Collected data entries |
┄┄┄┄┄┄┄┄┄┄
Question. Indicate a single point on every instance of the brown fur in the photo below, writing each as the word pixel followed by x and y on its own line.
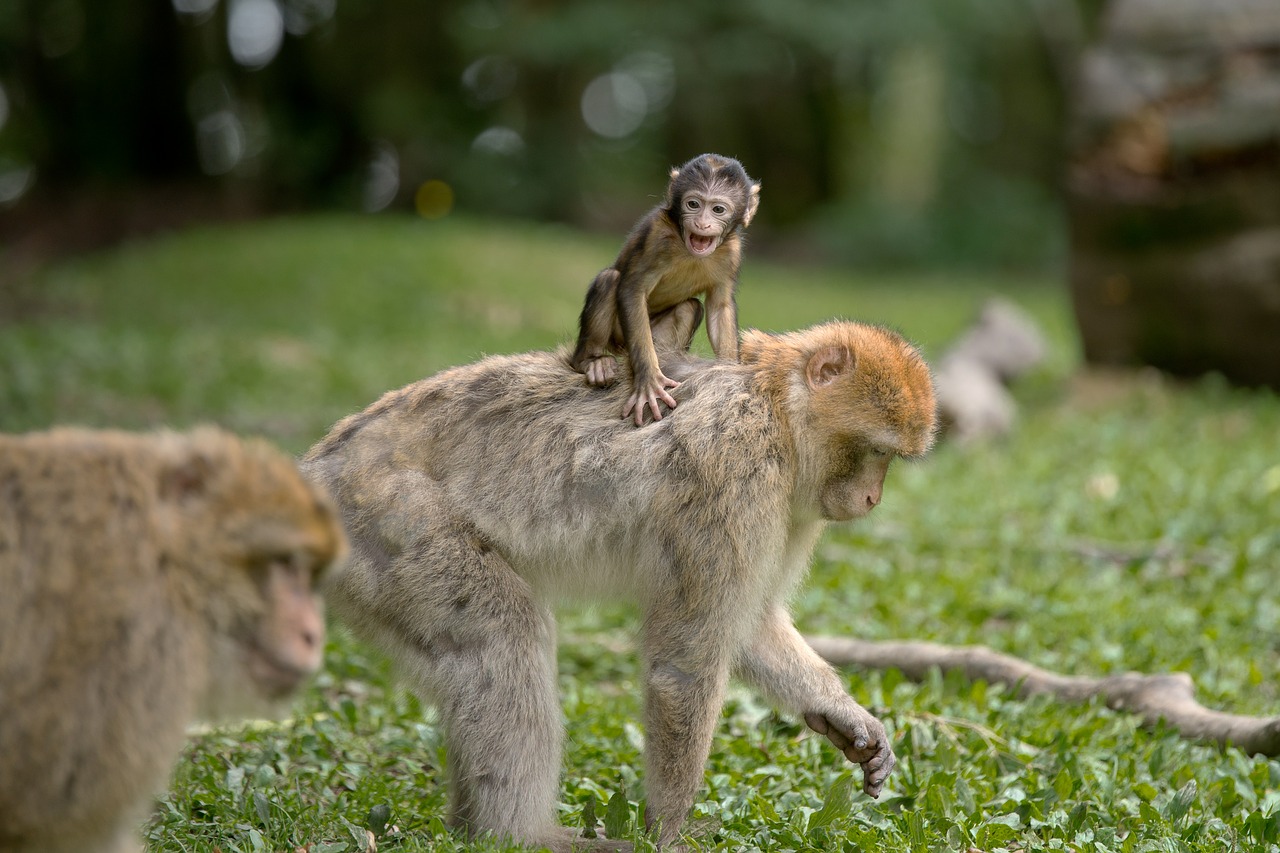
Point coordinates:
pixel 145 579
pixel 480 497
pixel 658 270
┄┄┄┄┄┄┄┄┄┄
The task |
The answer should consist of all the records, duplicated exactly, with no images included.

Exercise answer |
Question. Indicate a single point on every instance of the brown fur in the photo below, writing each as the word pixel followed by x and y on its own line.
Point coordinates:
pixel 145 579
pixel 480 497
pixel 658 270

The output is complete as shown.